Source text:
◇ ◇ ◇ ◇ ◇
# Stud Pin Fish



## Butler879

So I am fishing at my secret location, not the 3 mile bridge. I'm using 4/0 hooks with cut minheaden try to find some snapper when I get I a hit. This sucker starts running of line.. Well ok, he didnt run any line off, but he did shake the the tip A good bit. I pull him in the boat and it is the biggest punish I had ever seen. Wish I could fill my trap with these suckers.


----------



## Butler879

Pic


----------



## MrFish

Caught one off of 28 mile barge, a few years back, that almost went 2 pounds.


----------



## keperry1182

Ive caught a few pigs in one of the deep holes right off the beach at NAS. It always suprises me how much fight they have in them. We always joke about the ifga record pinfish, looks like a contender.


----------



## BlackJeep

Caught this beast at 3 mile last year


----------



## Fisher Belac

Those are some monster pin fish guys!


----------



## Cornflake789

Around Alleghaney Pier on NAS there are some straight monsters, I wish I could find the photo of a 16incher I got lying next to a black drum for size comparison


----------



## reelthrill

Years ago we were snapper fishing about five miles off shore and my son caught a monster pinfish. We actually had it recognized as an IGFA world record at that time. We had the fish mounted and it was 16 inches long!


----------



## off route II

here's one my cousin caught a few years back at FWB


----------



## WW2

I'd eat the hell out of those. lol


----------



## coolbluestreak

Not as big as some but I was surprised to foul hook one on a crank bait, I couldn't figure out what kept short striking my lure.


----------



## Telum Pisces

Heck, I'd filet that bad boy and throw it in some grease.


----------



## Boat-Dude

Got this off ft pickens off a Ly. Finger licking good !!!


----------



## Fisher Belac

Pier-Dude said:


> Got this off ft pickens off a Ly.
◇ ◇ ◇ ◇ ◇
Supplied data:
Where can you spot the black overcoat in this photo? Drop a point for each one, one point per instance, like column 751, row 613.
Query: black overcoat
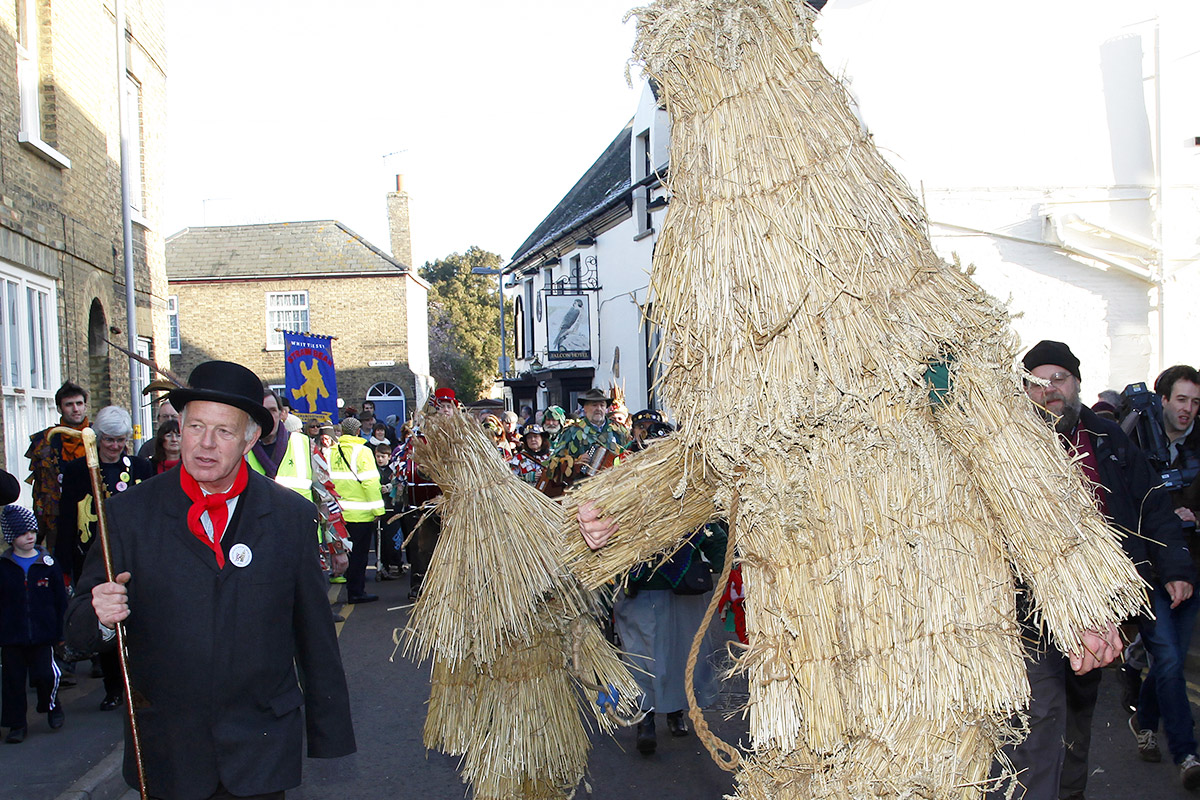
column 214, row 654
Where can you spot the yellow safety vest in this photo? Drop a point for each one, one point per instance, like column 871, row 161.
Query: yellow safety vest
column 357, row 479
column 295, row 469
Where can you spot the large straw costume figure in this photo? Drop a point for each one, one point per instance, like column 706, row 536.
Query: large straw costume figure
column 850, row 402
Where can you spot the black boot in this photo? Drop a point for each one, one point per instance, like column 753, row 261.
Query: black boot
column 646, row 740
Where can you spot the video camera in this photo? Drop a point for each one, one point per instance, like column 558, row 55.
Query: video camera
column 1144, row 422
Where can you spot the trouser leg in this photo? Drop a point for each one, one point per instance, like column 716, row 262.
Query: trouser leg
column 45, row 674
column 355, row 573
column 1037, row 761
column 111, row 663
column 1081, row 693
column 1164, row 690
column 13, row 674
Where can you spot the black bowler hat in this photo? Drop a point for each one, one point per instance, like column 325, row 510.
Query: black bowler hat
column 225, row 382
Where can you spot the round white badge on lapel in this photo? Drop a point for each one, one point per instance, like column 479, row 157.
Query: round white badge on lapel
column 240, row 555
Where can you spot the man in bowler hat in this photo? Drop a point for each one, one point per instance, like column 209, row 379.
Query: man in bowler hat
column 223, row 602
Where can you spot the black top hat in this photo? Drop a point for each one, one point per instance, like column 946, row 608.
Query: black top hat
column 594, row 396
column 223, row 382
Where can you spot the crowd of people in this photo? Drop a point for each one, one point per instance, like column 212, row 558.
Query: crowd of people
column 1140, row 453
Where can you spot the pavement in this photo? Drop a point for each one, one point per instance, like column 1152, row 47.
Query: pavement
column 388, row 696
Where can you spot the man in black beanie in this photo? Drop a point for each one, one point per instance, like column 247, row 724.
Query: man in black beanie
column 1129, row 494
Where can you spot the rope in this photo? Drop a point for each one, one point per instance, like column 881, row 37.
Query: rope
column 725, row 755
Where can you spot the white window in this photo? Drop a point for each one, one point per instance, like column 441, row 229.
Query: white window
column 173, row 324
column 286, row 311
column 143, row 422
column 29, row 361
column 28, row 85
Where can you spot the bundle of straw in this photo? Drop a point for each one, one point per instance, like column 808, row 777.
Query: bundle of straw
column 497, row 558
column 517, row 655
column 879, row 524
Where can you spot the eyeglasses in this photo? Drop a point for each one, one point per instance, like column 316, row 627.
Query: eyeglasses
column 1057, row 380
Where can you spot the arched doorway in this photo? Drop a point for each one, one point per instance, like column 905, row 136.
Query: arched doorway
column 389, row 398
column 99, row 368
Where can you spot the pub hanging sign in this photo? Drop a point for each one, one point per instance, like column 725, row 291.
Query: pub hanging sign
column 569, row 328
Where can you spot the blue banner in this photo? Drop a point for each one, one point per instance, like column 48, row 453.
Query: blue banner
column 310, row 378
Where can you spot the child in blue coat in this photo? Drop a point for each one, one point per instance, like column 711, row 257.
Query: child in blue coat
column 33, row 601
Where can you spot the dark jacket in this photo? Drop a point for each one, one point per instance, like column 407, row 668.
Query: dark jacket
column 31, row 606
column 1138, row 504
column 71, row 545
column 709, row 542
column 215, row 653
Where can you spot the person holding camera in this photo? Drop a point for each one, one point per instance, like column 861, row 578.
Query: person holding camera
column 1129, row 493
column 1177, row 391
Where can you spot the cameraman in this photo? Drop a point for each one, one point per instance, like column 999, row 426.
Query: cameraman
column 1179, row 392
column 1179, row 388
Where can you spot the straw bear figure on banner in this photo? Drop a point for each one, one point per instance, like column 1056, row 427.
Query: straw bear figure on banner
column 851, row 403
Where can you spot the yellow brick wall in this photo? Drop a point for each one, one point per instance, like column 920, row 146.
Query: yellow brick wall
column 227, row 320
◇ ◇ ◇ ◇ ◇
What to work on:
[a] In the pinfish thread, why did Cornflake789's photo show the 16-inch pinfish lying next to a black drum?
[b] Sum up the pinfish thread in two sentences.
[c] Carry on the pinfish thread from where it stops.

Final answers:
[a] The pinfish was placed next to the black drum for size comparison.

[b] The first poster describes pulling an unusually big pinfish into the boat while fishing for snapper with 4/0 hooks at a secret spot. Other members reply with their own large pinfish from places like 3 mile, NAS, and five miles offshore, including one from a son's catch that was recognized as an IGFA world record at 16 inches, and a few say they would fry and eat such fish.

[c]
Now this is a pin fish! Dang dude. Nice catch.


----------



## mackdaddy06

Capt brant had the record pinfish back when we were in school. Maybe he will post a pic if he has one


----------



## Butler879

Who knew so many people had pictures of their huge pinfish. Now mine looks small!


----------



## SouthAlabamaSlayer

Wait, there's an IFGA pinfish? Screw eating them! I'm getting in the record books!


----------



## MrFish

SouthAlabamaSlayer said:


> Wait, there's an IFGA pinfish? Screw eating them! I'm getting in the record books!


Yep. States don't recognize them, but IGFA does. All tackle is somewhere north of 3 lbs.


----------



## BentStraight

I caught a 16 incher years ago at the Three Barges and we decided to see what it tasted like . . . it was truly AWFUL, tasted like iodine!


----------



## keperry1182

I had no idea IFGA recognized pinfish. I was totally joking about that. 3lb pinfish would make a fine grouper bait hahahaha


----------



## Boat-Dude

BentStraight said:


> I caught a 16 incher years ago at the Three Barges and we decided to see what it tasted like . . . it was truly AWFUL, tasted like iodine!


Okay!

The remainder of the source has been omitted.